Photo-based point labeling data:
= = =

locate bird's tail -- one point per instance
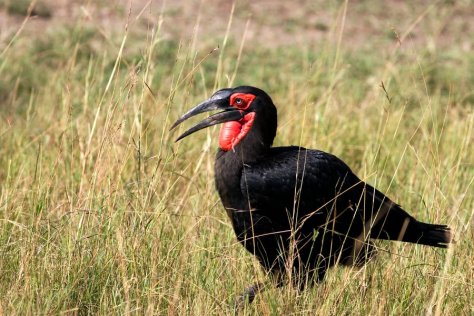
(428, 234)
(391, 222)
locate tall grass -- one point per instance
(101, 212)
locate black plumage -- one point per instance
(296, 209)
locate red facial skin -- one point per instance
(233, 132)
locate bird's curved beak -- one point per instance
(218, 101)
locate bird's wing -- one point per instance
(295, 180)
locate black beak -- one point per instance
(219, 101)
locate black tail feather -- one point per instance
(428, 234)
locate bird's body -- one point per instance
(296, 209)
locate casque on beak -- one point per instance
(219, 101)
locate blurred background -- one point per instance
(102, 213)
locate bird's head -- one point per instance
(246, 112)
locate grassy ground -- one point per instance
(101, 212)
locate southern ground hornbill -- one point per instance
(299, 211)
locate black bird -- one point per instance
(299, 211)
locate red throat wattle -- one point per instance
(233, 132)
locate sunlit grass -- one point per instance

= = =

Retype every line of the data above without changing anything, but leave the picture out.

locate bird's tail -- one point per instance
(428, 234)
(391, 222)
locate tall grass -- one point per instance
(101, 212)
locate black plumage -- one point per instance
(296, 209)
locate red facial skin -- one point per instance
(233, 132)
locate bird's curved beak -- one point per instance
(218, 101)
locate bird's wing -- one point per instance
(295, 180)
locate black beak -- one point per instance
(219, 101)
locate black tail feather -- one point per instance
(428, 234)
locate bird's body -- one point per instance
(296, 209)
locate casque on beak -- one point per instance
(219, 101)
locate blurred background -- one point per instance
(102, 213)
locate bird's head -- one point per instance
(246, 112)
locate grassy ground -- one point per instance
(101, 212)
locate southern ground hornbill -- one point per instance
(299, 211)
locate black bird -- one point per instance
(299, 211)
locate red throat wattle -- one point per instance
(233, 132)
locate sunlit grass -- one point per instance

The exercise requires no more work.